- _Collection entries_
════════

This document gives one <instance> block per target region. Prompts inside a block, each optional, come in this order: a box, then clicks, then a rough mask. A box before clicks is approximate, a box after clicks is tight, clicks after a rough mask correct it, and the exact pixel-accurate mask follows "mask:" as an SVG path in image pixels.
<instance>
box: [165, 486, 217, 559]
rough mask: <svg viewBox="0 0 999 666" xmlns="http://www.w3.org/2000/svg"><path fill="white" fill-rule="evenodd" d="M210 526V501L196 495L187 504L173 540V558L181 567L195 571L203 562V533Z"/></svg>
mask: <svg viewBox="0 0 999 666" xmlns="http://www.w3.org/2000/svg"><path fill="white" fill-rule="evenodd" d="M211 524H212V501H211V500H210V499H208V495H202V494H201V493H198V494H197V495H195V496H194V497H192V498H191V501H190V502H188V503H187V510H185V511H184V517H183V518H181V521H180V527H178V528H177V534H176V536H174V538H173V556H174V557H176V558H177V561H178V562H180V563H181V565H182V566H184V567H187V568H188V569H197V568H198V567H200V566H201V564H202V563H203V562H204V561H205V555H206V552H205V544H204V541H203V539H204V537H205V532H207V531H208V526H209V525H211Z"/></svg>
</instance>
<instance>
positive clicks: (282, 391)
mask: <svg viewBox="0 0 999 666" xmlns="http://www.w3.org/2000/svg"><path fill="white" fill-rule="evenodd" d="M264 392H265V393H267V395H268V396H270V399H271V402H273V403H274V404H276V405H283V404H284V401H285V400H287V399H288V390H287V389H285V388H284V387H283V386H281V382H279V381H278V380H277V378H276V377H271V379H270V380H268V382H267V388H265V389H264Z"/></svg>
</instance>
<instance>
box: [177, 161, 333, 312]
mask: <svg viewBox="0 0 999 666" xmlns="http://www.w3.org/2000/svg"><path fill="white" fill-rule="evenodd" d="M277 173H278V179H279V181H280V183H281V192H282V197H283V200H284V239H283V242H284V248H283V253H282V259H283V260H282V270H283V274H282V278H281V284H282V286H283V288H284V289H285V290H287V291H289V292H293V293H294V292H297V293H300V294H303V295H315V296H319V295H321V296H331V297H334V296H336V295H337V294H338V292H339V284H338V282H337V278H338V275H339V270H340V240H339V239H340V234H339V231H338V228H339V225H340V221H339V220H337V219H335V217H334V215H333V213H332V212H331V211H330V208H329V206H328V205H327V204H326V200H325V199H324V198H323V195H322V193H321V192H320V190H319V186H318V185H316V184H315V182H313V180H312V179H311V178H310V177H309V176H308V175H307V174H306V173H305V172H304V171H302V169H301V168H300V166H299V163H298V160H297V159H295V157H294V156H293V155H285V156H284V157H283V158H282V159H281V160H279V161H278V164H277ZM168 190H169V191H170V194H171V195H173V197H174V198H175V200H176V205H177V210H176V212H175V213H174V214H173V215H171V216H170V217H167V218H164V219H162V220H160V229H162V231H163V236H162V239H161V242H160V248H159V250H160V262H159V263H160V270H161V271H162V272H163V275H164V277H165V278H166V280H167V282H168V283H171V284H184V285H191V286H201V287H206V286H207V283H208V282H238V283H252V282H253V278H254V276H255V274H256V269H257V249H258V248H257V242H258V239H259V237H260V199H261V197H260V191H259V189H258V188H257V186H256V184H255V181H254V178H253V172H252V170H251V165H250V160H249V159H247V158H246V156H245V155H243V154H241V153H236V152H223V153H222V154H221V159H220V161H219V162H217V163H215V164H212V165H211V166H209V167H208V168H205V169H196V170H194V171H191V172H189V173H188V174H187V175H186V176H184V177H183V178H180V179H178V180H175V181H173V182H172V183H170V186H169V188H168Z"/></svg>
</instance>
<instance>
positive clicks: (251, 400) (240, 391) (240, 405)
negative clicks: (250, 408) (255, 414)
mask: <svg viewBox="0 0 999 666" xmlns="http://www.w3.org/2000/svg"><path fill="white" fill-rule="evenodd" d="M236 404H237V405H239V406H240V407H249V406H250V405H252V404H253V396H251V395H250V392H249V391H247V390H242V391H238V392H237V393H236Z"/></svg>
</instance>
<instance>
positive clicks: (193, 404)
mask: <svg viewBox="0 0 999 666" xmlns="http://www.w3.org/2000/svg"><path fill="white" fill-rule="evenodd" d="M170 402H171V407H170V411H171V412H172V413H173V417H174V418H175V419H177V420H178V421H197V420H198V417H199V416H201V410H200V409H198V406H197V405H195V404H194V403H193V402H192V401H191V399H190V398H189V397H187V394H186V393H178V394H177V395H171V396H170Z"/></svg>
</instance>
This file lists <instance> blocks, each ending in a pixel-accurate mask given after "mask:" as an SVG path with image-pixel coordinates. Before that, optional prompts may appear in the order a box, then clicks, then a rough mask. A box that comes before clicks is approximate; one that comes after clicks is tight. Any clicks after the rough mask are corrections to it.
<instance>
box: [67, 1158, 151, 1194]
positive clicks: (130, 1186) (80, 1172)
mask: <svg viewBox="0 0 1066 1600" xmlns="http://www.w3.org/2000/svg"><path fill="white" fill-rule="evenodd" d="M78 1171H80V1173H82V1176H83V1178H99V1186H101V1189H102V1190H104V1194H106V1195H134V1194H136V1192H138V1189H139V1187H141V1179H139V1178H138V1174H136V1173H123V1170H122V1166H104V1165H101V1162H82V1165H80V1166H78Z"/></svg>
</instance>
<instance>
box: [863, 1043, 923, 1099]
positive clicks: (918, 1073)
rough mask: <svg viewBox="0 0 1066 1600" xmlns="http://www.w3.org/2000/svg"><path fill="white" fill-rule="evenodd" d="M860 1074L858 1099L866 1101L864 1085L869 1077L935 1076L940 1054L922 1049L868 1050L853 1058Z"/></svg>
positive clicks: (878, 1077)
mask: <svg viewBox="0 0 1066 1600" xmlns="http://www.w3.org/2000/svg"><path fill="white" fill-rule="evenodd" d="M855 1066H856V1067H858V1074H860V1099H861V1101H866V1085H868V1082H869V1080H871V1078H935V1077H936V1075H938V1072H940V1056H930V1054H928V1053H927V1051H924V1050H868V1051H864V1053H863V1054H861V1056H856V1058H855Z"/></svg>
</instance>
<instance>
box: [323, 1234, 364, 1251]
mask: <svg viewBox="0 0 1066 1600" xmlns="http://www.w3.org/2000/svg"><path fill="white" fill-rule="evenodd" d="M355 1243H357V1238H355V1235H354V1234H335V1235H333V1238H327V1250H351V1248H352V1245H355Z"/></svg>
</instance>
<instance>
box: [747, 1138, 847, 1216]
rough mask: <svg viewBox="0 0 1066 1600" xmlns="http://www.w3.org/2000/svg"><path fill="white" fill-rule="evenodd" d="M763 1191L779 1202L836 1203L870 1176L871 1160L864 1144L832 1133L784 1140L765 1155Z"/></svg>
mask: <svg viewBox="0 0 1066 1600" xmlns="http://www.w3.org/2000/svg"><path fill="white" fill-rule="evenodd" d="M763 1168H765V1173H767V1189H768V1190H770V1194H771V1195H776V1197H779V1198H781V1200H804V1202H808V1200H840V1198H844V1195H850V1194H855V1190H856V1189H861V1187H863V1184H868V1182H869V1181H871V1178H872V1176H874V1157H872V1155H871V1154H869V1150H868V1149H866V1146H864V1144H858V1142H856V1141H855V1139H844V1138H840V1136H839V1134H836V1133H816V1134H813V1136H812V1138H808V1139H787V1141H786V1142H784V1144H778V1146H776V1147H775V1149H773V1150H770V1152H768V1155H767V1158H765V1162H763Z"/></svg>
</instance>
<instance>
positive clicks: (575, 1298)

════════

- _Task instructions_
Please copy the data above in its entirety, exactly as written.

- _Task response_
This document gives one <instance> block per target region. Prompts inside a block, each optional, come in this order: a box, then clicks, then a rough mask. A box before clicks is approximate, a box after clicks is tight, clicks after a rough mask correct it, and the exact pixel-accurate mask follows "mask:" as an SVG path in image pixels.
<instance>
box: [165, 486, 217, 559]
rough mask: <svg viewBox="0 0 999 666" xmlns="http://www.w3.org/2000/svg"><path fill="white" fill-rule="evenodd" d="M210 526V501L196 495L187 504L173 540V558L181 567L195 571L203 562V533Z"/></svg>
mask: <svg viewBox="0 0 999 666" xmlns="http://www.w3.org/2000/svg"><path fill="white" fill-rule="evenodd" d="M211 524H212V501H211V500H210V499H208V495H202V494H201V493H198V494H197V495H195V496H194V497H192V498H191V501H190V502H188V503H187V510H185V511H184V517H183V518H181V521H180V527H178V528H177V534H176V536H174V538H173V556H174V557H176V558H177V561H178V562H180V563H181V565H182V566H184V567H187V568H188V569H197V568H198V567H200V566H201V564H202V563H203V562H204V561H205V555H206V552H205V544H204V541H203V539H204V537H205V532H207V531H208V526H209V525H211Z"/></svg>
</instance>
<instance>
positive clicks: (282, 391)
mask: <svg viewBox="0 0 999 666" xmlns="http://www.w3.org/2000/svg"><path fill="white" fill-rule="evenodd" d="M264 392H265V393H267V395H268V396H270V399H271V402H273V403H274V404H276V405H283V404H284V401H285V400H287V399H288V390H287V389H285V388H284V387H283V386H281V382H279V381H278V380H277V378H276V377H271V379H270V380H268V382H267V388H265V389H264Z"/></svg>
</instance>
<instance>
box: [177, 161, 333, 312]
mask: <svg viewBox="0 0 999 666" xmlns="http://www.w3.org/2000/svg"><path fill="white" fill-rule="evenodd" d="M277 173H278V179H279V181H280V183H281V192H282V197H283V200H284V239H283V242H284V248H283V253H282V259H283V260H282V270H283V274H282V278H281V284H282V286H283V288H284V289H285V290H287V291H289V292H293V293H294V292H297V293H300V294H303V295H315V296H319V295H321V296H331V297H334V296H336V295H337V294H338V292H339V284H338V282H337V278H338V275H339V270H340V240H339V239H340V234H339V231H338V228H339V225H340V221H339V220H337V219H335V217H334V215H333V213H332V212H331V211H330V208H329V206H328V205H327V204H326V200H325V199H324V198H323V195H322V193H321V192H320V190H319V186H318V185H316V184H315V182H313V180H312V179H311V178H310V177H309V176H308V175H307V174H306V173H305V172H304V171H302V169H301V168H300V166H299V163H298V160H297V159H295V157H294V156H293V155H285V156H284V157H283V158H282V159H281V160H279V161H278V164H277ZM168 190H169V191H170V194H171V195H173V197H174V198H175V200H176V205H177V210H176V212H175V213H174V214H173V215H171V216H170V217H167V218H164V219H162V220H160V229H162V231H163V236H162V239H161V242H160V248H159V250H160V262H159V263H160V270H161V271H162V272H163V275H164V277H165V278H166V280H167V282H168V283H171V284H184V285H191V286H201V287H206V286H207V283H208V282H238V283H252V282H253V278H254V276H255V274H256V269H257V249H258V248H257V242H258V239H259V237H260V199H261V197H260V191H259V189H258V188H257V186H256V184H255V181H254V178H253V172H252V170H251V165H250V160H249V159H247V158H246V156H245V155H243V154H241V153H236V152H223V153H222V154H221V159H220V161H219V162H217V163H215V164H212V165H211V166H209V167H208V168H205V169H196V170H194V171H191V172H189V173H188V174H187V175H186V176H184V177H183V178H180V179H178V180H175V181H173V182H172V183H170V186H169V188H168Z"/></svg>
</instance>
<instance>
positive clicks: (251, 400) (240, 391) (240, 405)
negative clicks: (250, 408) (255, 414)
mask: <svg viewBox="0 0 999 666" xmlns="http://www.w3.org/2000/svg"><path fill="white" fill-rule="evenodd" d="M236 404H237V405H239V406H240V407H249V406H250V405H252V404H253V396H251V395H250V392H249V391H247V390H242V391H238V392H237V393H236Z"/></svg>
</instance>
<instance>
positive clicks: (193, 404)
mask: <svg viewBox="0 0 999 666" xmlns="http://www.w3.org/2000/svg"><path fill="white" fill-rule="evenodd" d="M170 402H171V407H170V411H171V412H172V413H173V417H174V418H175V419H177V420H178V421H197V420H198V417H199V416H201V410H200V409H198V406H197V405H195V404H194V403H193V402H192V401H191V399H190V398H189V397H187V394H186V393H178V394H177V395H171V396H170Z"/></svg>
</instance>
This file lists <instance> blocks, each ending in a pixel-accurate mask given after "mask:" as an SVG path with image-pixel coordinates. Before that, optional prompts may appear in the order a box, then clicks, then a rough mask. A box that comes before clicks is approximate; one that comes after clicks is tight. Any clicks after the rough mask are corrections to it.
<instance>
box: [67, 1158, 151, 1194]
positive clicks: (130, 1186) (80, 1172)
mask: <svg viewBox="0 0 1066 1600" xmlns="http://www.w3.org/2000/svg"><path fill="white" fill-rule="evenodd" d="M78 1171H80V1173H82V1176H83V1178H99V1186H101V1189H102V1190H104V1194H106V1195H134V1194H136V1192H138V1189H139V1187H141V1179H139V1178H138V1174H136V1173H123V1170H122V1166H104V1165H101V1162H82V1165H80V1166H78Z"/></svg>
</instance>
<instance>
box: [863, 1043, 923, 1099]
positive clicks: (918, 1073)
rough mask: <svg viewBox="0 0 1066 1600" xmlns="http://www.w3.org/2000/svg"><path fill="white" fill-rule="evenodd" d="M860 1074L858 1099L866 1101L864 1085L869 1077L935 1076L940 1054L922 1049L868 1050L853 1058Z"/></svg>
positive clicks: (878, 1077)
mask: <svg viewBox="0 0 1066 1600" xmlns="http://www.w3.org/2000/svg"><path fill="white" fill-rule="evenodd" d="M855 1066H856V1067H858V1074H860V1099H861V1101H866V1085H868V1082H869V1080H871V1078H935V1077H936V1075H938V1072H940V1056H930V1054H928V1053H927V1051H924V1050H868V1051H864V1053H863V1054H861V1056H856V1058H855Z"/></svg>
</instance>
<instance>
box: [323, 1234, 364, 1251]
mask: <svg viewBox="0 0 1066 1600" xmlns="http://www.w3.org/2000/svg"><path fill="white" fill-rule="evenodd" d="M355 1243H357V1238H355V1235H354V1234H335V1235H333V1238H327V1250H351V1248H352V1245H355Z"/></svg>
</instance>
<instance>
box: [747, 1138, 847, 1216]
rough mask: <svg viewBox="0 0 1066 1600" xmlns="http://www.w3.org/2000/svg"><path fill="white" fill-rule="evenodd" d="M763 1191L779 1202L836 1203L870 1176L871 1160L864 1144L832 1133L784 1140L765 1155Z"/></svg>
mask: <svg viewBox="0 0 1066 1600" xmlns="http://www.w3.org/2000/svg"><path fill="white" fill-rule="evenodd" d="M763 1168H765V1173H767V1189H768V1190H770V1194H771V1195H776V1197H779V1198H781V1200H804V1202H808V1200H840V1198H844V1195H850V1194H855V1190H856V1189H861V1187H863V1184H868V1182H869V1181H871V1178H872V1176H874V1157H872V1155H871V1154H869V1150H868V1149H866V1146H864V1144H858V1142H856V1141H855V1139H844V1138H840V1136H839V1134H836V1133H816V1134H813V1136H812V1138H808V1139H787V1141H786V1142H784V1144H778V1146H776V1147H775V1149H773V1150H770V1152H768V1155H767V1158H765V1162H763Z"/></svg>
</instance>
<instance>
positive clicks: (575, 1298)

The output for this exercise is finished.